Pull out each line below that contains the string "detect" and copy it in full.
"""
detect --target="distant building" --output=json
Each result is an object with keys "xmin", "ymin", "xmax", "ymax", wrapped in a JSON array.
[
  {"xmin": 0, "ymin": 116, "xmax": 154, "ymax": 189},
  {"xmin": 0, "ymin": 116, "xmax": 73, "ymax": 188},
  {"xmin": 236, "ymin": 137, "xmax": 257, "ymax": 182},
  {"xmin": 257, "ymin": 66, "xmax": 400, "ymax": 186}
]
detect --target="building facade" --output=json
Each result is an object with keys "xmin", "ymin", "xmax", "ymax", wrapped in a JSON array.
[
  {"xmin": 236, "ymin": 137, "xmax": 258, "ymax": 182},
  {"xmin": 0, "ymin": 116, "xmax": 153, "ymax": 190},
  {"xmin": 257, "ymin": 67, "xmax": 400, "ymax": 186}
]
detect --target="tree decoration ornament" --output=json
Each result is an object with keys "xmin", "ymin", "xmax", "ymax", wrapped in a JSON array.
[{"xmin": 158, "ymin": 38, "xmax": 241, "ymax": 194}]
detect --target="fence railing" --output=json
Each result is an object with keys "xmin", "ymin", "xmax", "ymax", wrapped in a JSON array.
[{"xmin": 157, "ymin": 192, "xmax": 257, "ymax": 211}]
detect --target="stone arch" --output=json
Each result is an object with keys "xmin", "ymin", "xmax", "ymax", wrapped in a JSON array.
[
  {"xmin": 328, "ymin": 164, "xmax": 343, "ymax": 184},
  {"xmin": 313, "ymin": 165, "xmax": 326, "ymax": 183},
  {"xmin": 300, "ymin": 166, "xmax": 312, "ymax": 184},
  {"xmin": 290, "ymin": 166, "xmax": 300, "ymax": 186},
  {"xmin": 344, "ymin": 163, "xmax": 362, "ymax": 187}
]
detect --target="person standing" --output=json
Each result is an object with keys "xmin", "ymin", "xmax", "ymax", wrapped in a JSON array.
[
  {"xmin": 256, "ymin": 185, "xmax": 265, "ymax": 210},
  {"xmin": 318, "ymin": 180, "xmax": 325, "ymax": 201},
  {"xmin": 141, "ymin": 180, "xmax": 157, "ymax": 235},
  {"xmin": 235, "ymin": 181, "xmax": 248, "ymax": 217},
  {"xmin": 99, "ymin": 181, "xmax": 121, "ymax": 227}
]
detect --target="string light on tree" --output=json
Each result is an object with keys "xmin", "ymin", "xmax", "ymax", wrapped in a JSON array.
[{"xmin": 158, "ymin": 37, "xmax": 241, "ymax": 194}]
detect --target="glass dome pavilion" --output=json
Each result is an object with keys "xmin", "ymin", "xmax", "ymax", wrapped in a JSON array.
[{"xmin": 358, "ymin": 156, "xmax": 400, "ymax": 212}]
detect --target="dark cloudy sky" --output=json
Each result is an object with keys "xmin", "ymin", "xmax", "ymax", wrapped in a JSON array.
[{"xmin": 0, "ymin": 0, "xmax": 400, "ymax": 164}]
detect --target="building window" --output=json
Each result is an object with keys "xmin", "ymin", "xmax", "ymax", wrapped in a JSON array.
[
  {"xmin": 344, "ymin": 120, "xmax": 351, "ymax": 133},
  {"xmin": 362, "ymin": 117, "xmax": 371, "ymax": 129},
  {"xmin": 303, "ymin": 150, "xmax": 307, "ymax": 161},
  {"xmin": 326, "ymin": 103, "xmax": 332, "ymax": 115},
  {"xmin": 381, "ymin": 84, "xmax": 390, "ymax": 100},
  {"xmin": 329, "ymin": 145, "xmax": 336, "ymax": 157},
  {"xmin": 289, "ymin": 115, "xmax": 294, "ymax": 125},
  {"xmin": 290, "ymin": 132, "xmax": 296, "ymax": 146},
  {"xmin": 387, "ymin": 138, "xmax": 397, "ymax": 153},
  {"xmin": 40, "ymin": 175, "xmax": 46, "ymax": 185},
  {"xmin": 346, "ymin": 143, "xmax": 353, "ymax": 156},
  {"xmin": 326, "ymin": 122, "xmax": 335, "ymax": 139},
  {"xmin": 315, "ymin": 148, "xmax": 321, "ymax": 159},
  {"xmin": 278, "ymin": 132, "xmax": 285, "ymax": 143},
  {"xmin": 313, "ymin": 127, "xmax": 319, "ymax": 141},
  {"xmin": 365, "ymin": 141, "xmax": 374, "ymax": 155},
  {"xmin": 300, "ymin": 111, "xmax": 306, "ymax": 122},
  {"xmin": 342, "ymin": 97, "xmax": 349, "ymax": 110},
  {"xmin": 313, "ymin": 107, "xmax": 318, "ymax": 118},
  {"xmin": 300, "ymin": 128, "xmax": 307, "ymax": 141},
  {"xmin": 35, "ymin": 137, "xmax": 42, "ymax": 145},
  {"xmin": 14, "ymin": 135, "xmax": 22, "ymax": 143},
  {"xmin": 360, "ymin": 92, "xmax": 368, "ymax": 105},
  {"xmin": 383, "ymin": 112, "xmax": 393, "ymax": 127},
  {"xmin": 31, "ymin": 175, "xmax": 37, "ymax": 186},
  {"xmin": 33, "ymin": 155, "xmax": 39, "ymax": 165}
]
"""
**ANSWER TO THE PROBLEM**.
detect --target="distant building" --output=json
detect --target="building facade" --output=json
detect --target="tree decoration ornament" --output=json
detect --target="fence railing" --output=json
detect --target="stone arch" --output=json
detect --target="person standing" --output=json
detect --target="string light on tree" --output=json
detect --target="glass dome pavilion" --output=json
detect --target="dark cloudy sky" --output=json
detect --target="building window" --output=json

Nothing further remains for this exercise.